▶ Short problem:
Without including the pictures, copy out every line below.

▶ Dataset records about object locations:
-.-.-
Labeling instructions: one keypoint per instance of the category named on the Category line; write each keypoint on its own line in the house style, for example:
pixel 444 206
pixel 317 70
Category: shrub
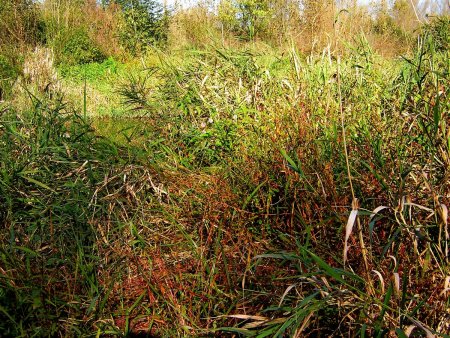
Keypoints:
pixel 77 48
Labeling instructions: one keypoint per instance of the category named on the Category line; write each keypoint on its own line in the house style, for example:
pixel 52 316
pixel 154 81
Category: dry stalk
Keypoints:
pixel 354 199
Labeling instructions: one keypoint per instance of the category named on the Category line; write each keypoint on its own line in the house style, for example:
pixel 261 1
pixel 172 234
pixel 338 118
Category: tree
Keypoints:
pixel 145 24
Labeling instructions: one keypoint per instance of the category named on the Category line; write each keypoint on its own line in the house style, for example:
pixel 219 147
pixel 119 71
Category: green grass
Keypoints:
pixel 216 200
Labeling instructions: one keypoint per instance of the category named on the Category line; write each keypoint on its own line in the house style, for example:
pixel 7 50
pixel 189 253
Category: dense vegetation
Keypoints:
pixel 237 168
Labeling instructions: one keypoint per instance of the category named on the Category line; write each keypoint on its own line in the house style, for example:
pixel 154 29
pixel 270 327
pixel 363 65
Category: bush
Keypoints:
pixel 77 48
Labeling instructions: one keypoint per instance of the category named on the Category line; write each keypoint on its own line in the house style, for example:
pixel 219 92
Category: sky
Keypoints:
pixel 187 3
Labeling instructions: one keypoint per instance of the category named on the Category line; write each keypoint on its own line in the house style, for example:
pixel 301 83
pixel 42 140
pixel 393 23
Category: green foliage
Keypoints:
pixel 92 72
pixel 75 47
pixel 9 71
pixel 439 29
pixel 249 18
pixel 145 25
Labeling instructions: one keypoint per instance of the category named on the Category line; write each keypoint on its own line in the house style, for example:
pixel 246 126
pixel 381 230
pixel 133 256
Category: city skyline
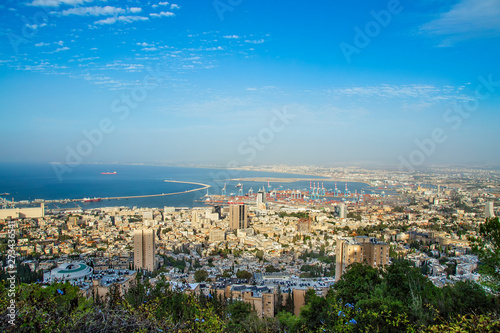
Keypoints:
pixel 236 82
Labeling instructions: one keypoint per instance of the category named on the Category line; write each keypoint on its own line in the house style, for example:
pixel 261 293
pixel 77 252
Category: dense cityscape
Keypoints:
pixel 265 249
pixel 253 166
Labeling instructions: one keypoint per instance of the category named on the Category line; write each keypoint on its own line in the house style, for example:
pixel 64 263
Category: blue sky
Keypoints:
pixel 210 81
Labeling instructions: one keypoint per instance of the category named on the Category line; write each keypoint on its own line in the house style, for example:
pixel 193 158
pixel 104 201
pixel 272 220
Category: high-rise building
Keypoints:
pixel 342 211
pixel 238 218
pixel 144 249
pixel 261 199
pixel 489 210
pixel 360 249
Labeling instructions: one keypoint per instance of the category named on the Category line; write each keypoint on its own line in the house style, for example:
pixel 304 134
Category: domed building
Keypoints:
pixel 72 272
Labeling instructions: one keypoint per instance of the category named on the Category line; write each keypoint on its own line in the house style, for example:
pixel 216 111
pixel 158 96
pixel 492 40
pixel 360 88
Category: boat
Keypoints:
pixel 91 199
-.-.-
▶ Reply to the task:
Labeling instructions: one keypoint per instance of the category named on the Category line; write each keypoint on its own line in the house style, for example:
pixel 444 206
pixel 317 70
Category: shrub
Keypoints:
pixel 77 48
Labeling instructions: one keypoint per instance of the category named on the Category line; write each keypoint on its own line in the house style, for example:
pixel 52 316
pixel 154 81
Category: dry stalk
Keypoints:
pixel 354 199
Labeling instructions: one keypoint per instance of the category named on the Category line; write each keypoint on its own line in the house style, for example:
pixel 261 1
pixel 172 234
pixel 338 118
Category: tree
Keypoints:
pixel 145 24
Labeling instructions: one keypoint per instance of the category named on the Category line; write each keypoint on its own line in the house style, for example:
pixel 219 147
pixel 119 71
Category: green grass
Keypoints:
pixel 216 200
Labeling instructions: one keypoint per instance of the category named on the Category line; write each keypoint on its own line in the house style, for example:
pixel 7 50
pixel 189 253
Category: dense vegetation
Keypoints:
pixel 237 168
Labeling instructions: one keypoint per instance of the category named on the Category line; write each keypoint on its own line in the house style, for example:
pixel 154 29
pixel 270 327
pixel 363 65
Category: bush
Keypoints:
pixel 77 48
Labeling instructions: one keypoint per instance of the category named on the Category line; write each keypoint on its own line in the house style, for example:
pixel 219 92
Category: sky
Keypoints:
pixel 187 3
Labeling instructions: one keypoint per instance of the category named on the Category line; write each keypoint on its own line in the house style, for example:
pixel 301 83
pixel 42 140
pixel 393 23
Category: green foliage
Keypoints:
pixel 92 72
pixel 75 47
pixel 9 71
pixel 439 29
pixel 249 18
pixel 145 25
Labeling instructions: one keypoint per instance of the category named on the Category line; write each keypoint on its own line in the house style, for example:
pixel 246 126
pixel 381 230
pixel 133 256
Category: city skyline
Keypoints:
pixel 236 82
Labeling instructions: one keypoint per instance of the category named on the Category line; write each keypoint on its own line in the house style, for example:
pixel 261 293
pixel 77 252
Category: dense cityscape
Keypoints:
pixel 265 249
pixel 253 166
Labeling instructions: one keypoint per instance of the category named on the Category line; write each keypoint on its own line in the house style, for example:
pixel 64 263
Category: blue sky
Keypoints:
pixel 210 81
Labeling instructions: one keypoint per instance of the category named on the Category line; write each keypoint on its own line in the house style, for example:
pixel 193 158
pixel 104 201
pixel 272 220
Category: high-rise building
Keypoints:
pixel 342 211
pixel 238 218
pixel 144 249
pixel 261 199
pixel 489 210
pixel 360 249
Labeling instructions: one keypoint per instance of the category named on the Category line; write each keypoint on its own line in the house style, for example:
pixel 304 134
Category: domed building
Keypoints:
pixel 72 272
Labeling instructions: one keypoint per instance of the category named on the Category line; write each keypoint on its own line in the house style, for example:
pixel 216 111
pixel 158 96
pixel 492 40
pixel 360 88
Category: boat
Keypoints:
pixel 91 199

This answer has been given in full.